--- start Material for this exercise ---
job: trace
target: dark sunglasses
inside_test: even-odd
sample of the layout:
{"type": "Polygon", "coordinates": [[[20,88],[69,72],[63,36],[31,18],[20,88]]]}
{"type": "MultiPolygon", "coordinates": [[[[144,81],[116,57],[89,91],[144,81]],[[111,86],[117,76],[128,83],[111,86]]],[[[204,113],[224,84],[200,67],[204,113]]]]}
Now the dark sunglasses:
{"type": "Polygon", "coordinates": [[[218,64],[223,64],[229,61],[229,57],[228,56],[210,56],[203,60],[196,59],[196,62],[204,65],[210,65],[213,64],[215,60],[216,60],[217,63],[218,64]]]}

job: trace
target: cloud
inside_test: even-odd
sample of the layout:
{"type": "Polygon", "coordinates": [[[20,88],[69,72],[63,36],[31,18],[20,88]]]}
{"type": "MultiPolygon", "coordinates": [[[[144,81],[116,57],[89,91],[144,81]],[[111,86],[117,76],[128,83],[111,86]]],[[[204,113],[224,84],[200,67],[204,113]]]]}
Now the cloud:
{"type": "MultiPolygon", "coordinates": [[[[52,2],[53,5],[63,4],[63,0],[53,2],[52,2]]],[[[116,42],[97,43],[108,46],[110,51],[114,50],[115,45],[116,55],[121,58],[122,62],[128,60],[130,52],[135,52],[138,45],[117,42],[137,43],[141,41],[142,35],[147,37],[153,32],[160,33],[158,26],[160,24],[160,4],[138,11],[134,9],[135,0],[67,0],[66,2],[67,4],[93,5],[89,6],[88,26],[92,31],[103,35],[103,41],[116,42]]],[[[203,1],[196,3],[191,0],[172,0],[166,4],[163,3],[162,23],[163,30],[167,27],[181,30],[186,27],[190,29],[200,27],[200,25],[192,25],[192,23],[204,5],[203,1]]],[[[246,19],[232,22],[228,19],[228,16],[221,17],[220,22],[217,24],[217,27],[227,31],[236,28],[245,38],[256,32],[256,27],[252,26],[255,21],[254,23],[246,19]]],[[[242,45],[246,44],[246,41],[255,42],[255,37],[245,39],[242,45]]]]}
--- end Material for this exercise ---
▶ Goal
Output every line of the material above verbatim, with nothing added, changed, or left out.

▶ Response to the task
job: trace
target: dark sunglasses
inside_test: even-odd
sample of the layout:
{"type": "Polygon", "coordinates": [[[20,88],[69,72],[63,36],[31,18],[20,88]]]}
{"type": "MultiPolygon", "coordinates": [[[[144,81],[116,57],[89,91],[144,81]],[[111,86],[117,76],[128,83],[111,86]]],[[[204,113],[224,84],[200,67],[204,113]]]]}
Now the dark sunglasses:
{"type": "Polygon", "coordinates": [[[218,64],[223,64],[229,61],[229,57],[228,56],[210,56],[203,60],[196,59],[196,62],[204,65],[210,65],[213,64],[215,60],[216,60],[217,63],[218,64]]]}

job: trace
target: cloud
inside_test: even-odd
sample of the layout:
{"type": "Polygon", "coordinates": [[[20,88],[69,72],[63,36],[31,18],[20,88]]]}
{"type": "MultiPolygon", "coordinates": [[[[144,81],[116,57],[89,91],[144,81]],[[111,86],[117,76],[128,83],[111,86]]],[[[204,113],[224,84],[200,67],[204,113]]]]}
Now the cloud:
{"type": "MultiPolygon", "coordinates": [[[[52,2],[53,5],[63,4],[63,0],[53,2],[52,2]]],[[[116,42],[97,43],[108,46],[110,51],[114,50],[115,45],[116,55],[121,58],[122,62],[128,60],[130,52],[135,52],[138,45],[117,42],[137,43],[141,41],[142,35],[147,37],[153,32],[160,33],[158,26],[160,24],[160,4],[138,11],[134,9],[135,0],[67,0],[66,2],[67,4],[93,5],[89,6],[88,26],[92,31],[103,35],[103,41],[116,42]]],[[[203,1],[196,3],[191,0],[172,0],[166,4],[163,3],[162,23],[163,30],[167,27],[181,30],[186,27],[190,29],[200,27],[200,25],[192,25],[192,23],[204,5],[203,1]]],[[[246,19],[232,22],[228,19],[228,16],[221,17],[220,22],[217,24],[217,27],[227,31],[236,28],[245,38],[256,32],[256,27],[252,26],[255,21],[254,23],[246,19]]],[[[242,45],[246,44],[246,41],[255,42],[255,37],[245,39],[242,45]]]]}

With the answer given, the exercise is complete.